**Quoted text:**
# Add New Data to Existing Table Lineage

Adding new data to an existing dataset is a common task, as more data is collected and we want to leverage it to improve the model. This notebook demonstrates how to add new data to an existing 3LC dataset by creating a new table that merges two or more existing tables.

We will cover two examples:
1. Adding new data with the same classes.
2. Adding new data with different classes, requiring a new, merged schema.

In [None]:
from tlc_tools.common import get_dataset_path
import tlc

## Add new data with the same classes

We will reuse the cats and dogs dataset from the previous section and add a new batch of data.

Before we add it, we need to create a Table with the new data.

In [None]:
data_path = get_dataset_path("more-cats-and-dogs")

dataset_name = "cats-and-dogs"
project_name = "image-classification-table"

new_data_table = tlc.Table.from_image_folder(
    data_path,
    table_name="new-data",
    dataset_name=dataset_name,
    project_name=project_name,
    add_weight_column=True,
    if_exists="overwrite",
)

new_data_table

Now that we have the new Table, let's also get the cats and dogs dataset from the previous section.

In [None]:
initial_table = tlc.Table.from_names("initial", dataset_name, project_name)
initial_table

Now that we have the two tables, we are ready to combine them using Table.join_tables().

In [None]:
joined_table = tlc.Table.join_tables([initial_table, new_data_table], table_name="added-more-data")
joined_table

## Add new data with different classes

We will now create a new image folder table containing animals in the categories "bats" and "frogs". This table will be joined with our existing table.


In [None]:
data_path = get_dataset_path("bats-and-frogs")

dataset_name = "cats-and-dogs"
project_name = "image-classification-table"

more_new_data_table = tlc.Table.from_image_folder(
    data_path,
    table_name="more-new-data",
    dataset_name=dataset_name,
    project_name=project_name,
    add_weight_column=True, # Set to zero somehow here
    weight_value=0.0,
    if_exists="overwrite",
)

more_new_data_table

In [None]:
more_new_data_table.table_rows[2]

We now create yet another Table by joining the previous table with the table with new images of bats and frogs.

In [None]:
joined_again_table = tlc.Table.join_tables([joined_table, more_new_data_table], table_name="added-bats-and-frogs-data")
joined_again_table

Originally, the two tables had different value maps. Let's inspect them:

In [None]:
joined_table.get_simple_value_map("label")

In [None]:
more_new_data_table.get_simple_value_map("label")

Notice how these value maps had overlapping class indices. Table.join_tables() handled this by combining these schemas:

In [None]:
joined_again_table.get_simple_value_map("label")

It also updated the data correspondingly:

In [None]:
joined_again_table[25]

**Short problem A:**
In the notebook on adding data to a table lineage, take the passage starting at "2. Adding new" and ending at "the new data.", and rewrite it with "batch" replaced by "set".
**Short problem B:**
In the notebook on adding data to a table lineage, which two animal categories are in the image folder table built for the second example?

**Material provided:**
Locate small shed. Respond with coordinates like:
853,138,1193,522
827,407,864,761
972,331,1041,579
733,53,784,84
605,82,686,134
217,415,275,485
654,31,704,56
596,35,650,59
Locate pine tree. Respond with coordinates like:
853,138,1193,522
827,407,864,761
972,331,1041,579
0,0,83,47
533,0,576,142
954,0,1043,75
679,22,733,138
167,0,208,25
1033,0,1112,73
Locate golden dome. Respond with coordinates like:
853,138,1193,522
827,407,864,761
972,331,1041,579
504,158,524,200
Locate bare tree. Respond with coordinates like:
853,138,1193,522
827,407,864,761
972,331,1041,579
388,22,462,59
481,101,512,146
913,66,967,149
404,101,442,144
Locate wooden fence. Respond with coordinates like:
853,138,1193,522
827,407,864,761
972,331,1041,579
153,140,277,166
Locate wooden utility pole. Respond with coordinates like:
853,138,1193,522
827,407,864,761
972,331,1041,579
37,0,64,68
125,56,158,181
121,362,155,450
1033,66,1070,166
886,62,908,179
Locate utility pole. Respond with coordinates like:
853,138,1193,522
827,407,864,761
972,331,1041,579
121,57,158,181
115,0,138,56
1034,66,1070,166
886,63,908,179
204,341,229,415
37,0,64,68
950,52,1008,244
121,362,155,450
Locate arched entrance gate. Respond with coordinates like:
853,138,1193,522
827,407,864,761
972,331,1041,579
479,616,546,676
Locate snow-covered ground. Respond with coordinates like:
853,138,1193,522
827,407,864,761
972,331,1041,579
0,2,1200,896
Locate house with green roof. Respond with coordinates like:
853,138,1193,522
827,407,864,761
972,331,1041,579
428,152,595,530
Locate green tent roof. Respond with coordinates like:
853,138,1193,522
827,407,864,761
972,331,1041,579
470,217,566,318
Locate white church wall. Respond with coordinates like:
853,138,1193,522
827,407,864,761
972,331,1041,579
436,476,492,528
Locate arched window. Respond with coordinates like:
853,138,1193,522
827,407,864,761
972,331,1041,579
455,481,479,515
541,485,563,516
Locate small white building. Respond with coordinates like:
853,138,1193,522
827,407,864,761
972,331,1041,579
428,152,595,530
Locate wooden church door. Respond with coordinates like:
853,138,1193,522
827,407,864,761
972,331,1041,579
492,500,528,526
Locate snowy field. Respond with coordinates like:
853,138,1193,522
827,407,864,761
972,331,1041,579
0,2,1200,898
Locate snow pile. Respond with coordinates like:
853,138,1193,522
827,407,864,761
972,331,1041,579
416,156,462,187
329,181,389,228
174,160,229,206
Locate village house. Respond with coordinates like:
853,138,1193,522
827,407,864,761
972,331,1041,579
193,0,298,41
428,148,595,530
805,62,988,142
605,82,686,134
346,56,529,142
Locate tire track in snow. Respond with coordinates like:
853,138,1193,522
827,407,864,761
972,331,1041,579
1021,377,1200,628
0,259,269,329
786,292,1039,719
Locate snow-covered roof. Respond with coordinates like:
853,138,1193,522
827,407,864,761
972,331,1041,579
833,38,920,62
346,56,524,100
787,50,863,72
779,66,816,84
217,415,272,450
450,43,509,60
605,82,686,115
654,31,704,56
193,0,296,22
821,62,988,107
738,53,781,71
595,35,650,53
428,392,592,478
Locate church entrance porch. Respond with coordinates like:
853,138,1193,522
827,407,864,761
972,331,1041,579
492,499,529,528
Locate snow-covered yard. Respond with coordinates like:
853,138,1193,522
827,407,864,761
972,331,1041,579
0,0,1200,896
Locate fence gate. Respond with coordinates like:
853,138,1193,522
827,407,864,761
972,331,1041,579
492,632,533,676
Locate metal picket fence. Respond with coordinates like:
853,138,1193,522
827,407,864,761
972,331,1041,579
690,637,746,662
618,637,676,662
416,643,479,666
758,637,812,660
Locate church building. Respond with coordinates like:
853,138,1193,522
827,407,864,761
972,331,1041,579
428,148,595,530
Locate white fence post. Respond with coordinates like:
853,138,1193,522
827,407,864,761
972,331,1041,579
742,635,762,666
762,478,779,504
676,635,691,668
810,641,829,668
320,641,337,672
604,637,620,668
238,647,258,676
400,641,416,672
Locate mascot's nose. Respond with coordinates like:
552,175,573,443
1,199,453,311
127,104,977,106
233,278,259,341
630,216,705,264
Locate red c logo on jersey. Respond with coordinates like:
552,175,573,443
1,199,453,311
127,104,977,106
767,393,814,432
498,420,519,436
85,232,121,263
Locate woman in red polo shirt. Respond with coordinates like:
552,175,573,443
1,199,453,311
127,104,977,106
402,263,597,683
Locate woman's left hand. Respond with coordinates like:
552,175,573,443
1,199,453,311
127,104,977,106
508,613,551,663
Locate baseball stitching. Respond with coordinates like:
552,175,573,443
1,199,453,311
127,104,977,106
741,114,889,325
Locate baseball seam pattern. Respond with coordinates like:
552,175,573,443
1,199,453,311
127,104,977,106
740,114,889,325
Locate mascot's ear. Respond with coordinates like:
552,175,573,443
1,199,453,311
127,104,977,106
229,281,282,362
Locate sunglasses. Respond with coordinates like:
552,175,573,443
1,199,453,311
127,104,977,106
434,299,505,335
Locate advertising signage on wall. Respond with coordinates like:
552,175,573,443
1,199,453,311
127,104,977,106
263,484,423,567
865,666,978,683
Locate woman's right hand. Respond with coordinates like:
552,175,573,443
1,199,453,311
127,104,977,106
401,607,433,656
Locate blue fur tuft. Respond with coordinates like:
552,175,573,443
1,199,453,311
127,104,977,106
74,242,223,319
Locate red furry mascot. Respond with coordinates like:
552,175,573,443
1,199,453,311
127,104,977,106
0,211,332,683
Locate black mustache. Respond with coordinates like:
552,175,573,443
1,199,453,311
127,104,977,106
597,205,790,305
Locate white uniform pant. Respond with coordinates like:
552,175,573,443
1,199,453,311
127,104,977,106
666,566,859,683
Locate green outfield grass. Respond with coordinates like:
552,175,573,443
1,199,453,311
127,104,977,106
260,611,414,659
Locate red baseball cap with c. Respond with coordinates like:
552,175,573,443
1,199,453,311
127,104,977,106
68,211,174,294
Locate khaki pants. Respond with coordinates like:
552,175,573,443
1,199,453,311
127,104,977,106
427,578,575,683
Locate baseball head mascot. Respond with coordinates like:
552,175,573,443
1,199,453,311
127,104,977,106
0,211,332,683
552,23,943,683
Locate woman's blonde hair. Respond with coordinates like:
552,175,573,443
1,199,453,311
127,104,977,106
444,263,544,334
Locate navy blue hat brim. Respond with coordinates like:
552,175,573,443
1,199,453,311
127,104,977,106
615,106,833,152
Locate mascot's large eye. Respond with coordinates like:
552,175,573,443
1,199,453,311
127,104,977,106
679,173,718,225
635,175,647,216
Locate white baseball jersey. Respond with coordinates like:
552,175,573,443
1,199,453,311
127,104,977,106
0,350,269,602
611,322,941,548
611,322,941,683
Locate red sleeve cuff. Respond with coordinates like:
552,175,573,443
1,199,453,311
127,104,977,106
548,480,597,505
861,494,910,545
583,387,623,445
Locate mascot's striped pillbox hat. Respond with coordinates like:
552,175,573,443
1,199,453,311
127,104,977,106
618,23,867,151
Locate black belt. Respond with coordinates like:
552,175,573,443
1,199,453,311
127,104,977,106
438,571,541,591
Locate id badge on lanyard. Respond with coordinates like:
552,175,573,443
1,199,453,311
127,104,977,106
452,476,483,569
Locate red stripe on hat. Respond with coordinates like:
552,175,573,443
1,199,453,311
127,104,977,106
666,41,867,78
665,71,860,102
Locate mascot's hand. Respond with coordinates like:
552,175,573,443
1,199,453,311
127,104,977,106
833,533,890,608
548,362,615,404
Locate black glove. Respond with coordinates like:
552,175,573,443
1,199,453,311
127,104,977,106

**Written response A:**
2. Adding new data with different classes, requiring a new, merged schema.

In [None]:
from tlc_tools.common import get_dataset_path
import tlc

## Add new data with the same classes

We will reuse the cats and dogs dataset from the previous section and add a new set of data.

Before we add it, we need to create a Table with the new data.

**Written response B:**
Bats and frogs.